» **Exercise brief**:
Every entry below is to be retyped exactly as it stands.

*** Opening of Task input ***

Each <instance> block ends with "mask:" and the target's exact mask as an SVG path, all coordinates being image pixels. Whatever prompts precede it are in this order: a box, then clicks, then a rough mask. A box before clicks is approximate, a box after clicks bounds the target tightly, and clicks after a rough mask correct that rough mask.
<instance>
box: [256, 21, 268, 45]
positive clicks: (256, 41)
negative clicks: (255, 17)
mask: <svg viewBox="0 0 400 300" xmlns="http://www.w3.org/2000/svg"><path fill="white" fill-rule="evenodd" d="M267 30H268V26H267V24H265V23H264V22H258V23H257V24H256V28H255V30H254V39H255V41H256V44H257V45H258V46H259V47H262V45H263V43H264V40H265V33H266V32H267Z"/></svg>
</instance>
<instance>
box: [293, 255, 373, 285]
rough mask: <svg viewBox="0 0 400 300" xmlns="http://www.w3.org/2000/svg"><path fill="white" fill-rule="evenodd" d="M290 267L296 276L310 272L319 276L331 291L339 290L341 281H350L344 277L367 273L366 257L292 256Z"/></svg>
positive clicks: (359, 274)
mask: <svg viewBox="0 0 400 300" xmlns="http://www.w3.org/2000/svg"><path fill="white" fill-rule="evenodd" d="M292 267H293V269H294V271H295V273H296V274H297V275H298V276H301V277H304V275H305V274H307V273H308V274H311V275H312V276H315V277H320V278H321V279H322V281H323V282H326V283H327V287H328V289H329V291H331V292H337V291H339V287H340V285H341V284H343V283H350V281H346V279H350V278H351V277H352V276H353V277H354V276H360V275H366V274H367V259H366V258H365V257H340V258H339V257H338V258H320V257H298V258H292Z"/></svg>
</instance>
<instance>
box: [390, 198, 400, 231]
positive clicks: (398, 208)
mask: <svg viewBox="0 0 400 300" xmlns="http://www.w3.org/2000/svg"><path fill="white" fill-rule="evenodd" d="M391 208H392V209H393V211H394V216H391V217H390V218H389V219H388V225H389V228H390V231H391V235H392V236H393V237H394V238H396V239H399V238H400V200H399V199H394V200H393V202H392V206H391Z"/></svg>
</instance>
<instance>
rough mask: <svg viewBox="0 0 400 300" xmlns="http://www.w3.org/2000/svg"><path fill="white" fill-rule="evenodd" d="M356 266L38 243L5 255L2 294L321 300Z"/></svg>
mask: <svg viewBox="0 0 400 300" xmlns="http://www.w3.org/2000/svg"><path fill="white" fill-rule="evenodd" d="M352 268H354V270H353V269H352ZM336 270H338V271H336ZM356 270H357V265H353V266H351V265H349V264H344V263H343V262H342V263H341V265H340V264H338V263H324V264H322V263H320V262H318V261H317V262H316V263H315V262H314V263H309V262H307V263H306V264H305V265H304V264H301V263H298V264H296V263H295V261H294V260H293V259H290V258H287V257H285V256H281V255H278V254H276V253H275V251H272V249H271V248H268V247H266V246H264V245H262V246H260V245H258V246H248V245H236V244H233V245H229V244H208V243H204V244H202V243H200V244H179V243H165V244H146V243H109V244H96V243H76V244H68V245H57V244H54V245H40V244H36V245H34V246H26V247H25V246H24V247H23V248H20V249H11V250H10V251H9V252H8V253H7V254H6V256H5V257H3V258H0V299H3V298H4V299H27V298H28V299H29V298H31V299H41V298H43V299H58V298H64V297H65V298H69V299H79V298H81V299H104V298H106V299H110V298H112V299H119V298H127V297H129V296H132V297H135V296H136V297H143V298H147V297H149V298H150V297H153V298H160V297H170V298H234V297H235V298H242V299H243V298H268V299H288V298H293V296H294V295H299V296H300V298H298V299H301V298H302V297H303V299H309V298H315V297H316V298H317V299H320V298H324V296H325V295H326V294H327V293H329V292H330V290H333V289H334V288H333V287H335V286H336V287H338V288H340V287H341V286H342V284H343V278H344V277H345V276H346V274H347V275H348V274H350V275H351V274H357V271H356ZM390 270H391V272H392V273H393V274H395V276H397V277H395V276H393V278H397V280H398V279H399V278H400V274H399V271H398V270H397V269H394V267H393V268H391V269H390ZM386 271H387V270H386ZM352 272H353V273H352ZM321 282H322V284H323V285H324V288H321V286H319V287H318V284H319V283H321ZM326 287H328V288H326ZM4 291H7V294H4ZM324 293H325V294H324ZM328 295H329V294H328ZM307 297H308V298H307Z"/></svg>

*** Close of Task input ***

» **Exercise answer**:
Each <instance> block ends with "mask:" and the target's exact mask as an SVG path, all coordinates being image pixels. Whatever prompts precede it are in this order: a box, then clicks, then a rough mask. A box before clicks is approximate, a box after clicks bounds the target tightly, and clicks after a rough mask correct that rough mask.
<instance>
box: [256, 21, 268, 45]
positive clicks: (256, 41)
negative clicks: (255, 17)
mask: <svg viewBox="0 0 400 300" xmlns="http://www.w3.org/2000/svg"><path fill="white" fill-rule="evenodd" d="M267 30H268V26H267V24H265V23H264V22H258V23H257V24H256V28H255V30H254V39H255V41H256V44H257V45H258V46H259V47H262V45H263V43H264V40H265V33H266V32H267Z"/></svg>
</instance>
<instance>
box: [293, 255, 373, 285]
rough mask: <svg viewBox="0 0 400 300" xmlns="http://www.w3.org/2000/svg"><path fill="white" fill-rule="evenodd" d="M290 267L296 276L310 272L319 276L331 291L339 290L341 281H350L344 277L367 273L366 257L292 256Z"/></svg>
positive clicks: (359, 274)
mask: <svg viewBox="0 0 400 300" xmlns="http://www.w3.org/2000/svg"><path fill="white" fill-rule="evenodd" d="M292 267H293V269H294V271H295V273H296V274H297V275H298V276H301V277H304V275H305V274H307V273H308V274H311V275H312V276H315V277H320V278H321V279H322V281H323V282H326V283H327V287H328V289H329V291H331V292H337V291H339V287H340V285H341V284H343V283H350V281H346V279H350V278H351V277H352V276H353V277H354V276H360V275H366V274H367V259H366V258H365V257H340V258H339V257H338V258H320V257H298V258H292Z"/></svg>
</instance>
<instance>
box: [390, 198, 400, 231]
positive clicks: (398, 208)
mask: <svg viewBox="0 0 400 300" xmlns="http://www.w3.org/2000/svg"><path fill="white" fill-rule="evenodd" d="M391 208H392V209H393V211H394V216H391V217H390V218H389V219H388V225H389V228H390V231H391V235H392V236H393V237H394V238H396V239H399V238H400V200H399V199H394V200H393V202H392V206H391Z"/></svg>
</instance>
<instance>
rough mask: <svg viewBox="0 0 400 300" xmlns="http://www.w3.org/2000/svg"><path fill="white" fill-rule="evenodd" d="M356 266L38 243L5 255L2 294L321 300Z"/></svg>
mask: <svg viewBox="0 0 400 300" xmlns="http://www.w3.org/2000/svg"><path fill="white" fill-rule="evenodd" d="M352 268H354V270H353V269H352ZM336 270H338V271H336ZM356 270H357V265H353V266H351V265H349V264H344V263H343V262H342V263H341V265H340V264H338V263H324V264H322V263H320V262H318V261H317V262H316V263H315V262H314V263H309V262H307V263H306V264H305V265H304V264H301V263H298V264H296V263H295V261H294V260H293V259H290V258H287V257H285V256H281V255H278V254H276V253H275V251H272V249H271V248H268V247H266V246H264V245H262V246H260V245H258V246H248V245H236V244H233V245H229V244H208V243H204V244H202V243H200V244H179V243H165V244H146V243H109V244H96V243H76V244H68V245H57V244H54V245H40V244H36V245H34V246H26V247H25V246H24V247H23V248H20V249H11V250H10V251H9V252H8V253H7V254H6V256H5V257H3V258H0V299H3V298H4V299H27V298H28V299H29V298H31V299H41V298H43V299H58V298H64V297H65V298H69V299H79V298H81V299H104V298H106V299H110V298H112V299H119V298H127V297H129V296H132V297H135V296H136V297H143V298H147V297H149V298H150V297H153V298H160V297H170V298H234V297H235V298H242V299H243V298H268V299H288V298H293V296H294V295H299V296H300V298H298V299H301V298H302V297H303V299H309V298H315V297H316V298H317V299H320V298H324V296H325V295H326V294H327V293H329V292H330V290H333V289H334V288H333V287H335V286H336V287H338V288H340V287H341V286H342V284H343V278H344V277H345V276H346V274H347V275H348V274H350V275H351V274H357V271H356ZM390 270H391V272H392V273H393V274H395V276H397V277H395V276H393V278H397V280H398V279H399V278H400V274H399V271H398V270H397V269H394V267H393V268H391V269H390ZM386 271H387V270H386ZM352 272H353V273H352ZM321 282H322V284H323V285H324V288H321V286H319V287H318V284H319V283H321ZM326 287H328V288H326ZM4 291H7V294H4ZM324 293H325V294H324ZM328 295H329V294H328ZM307 297H308V298H307Z"/></svg>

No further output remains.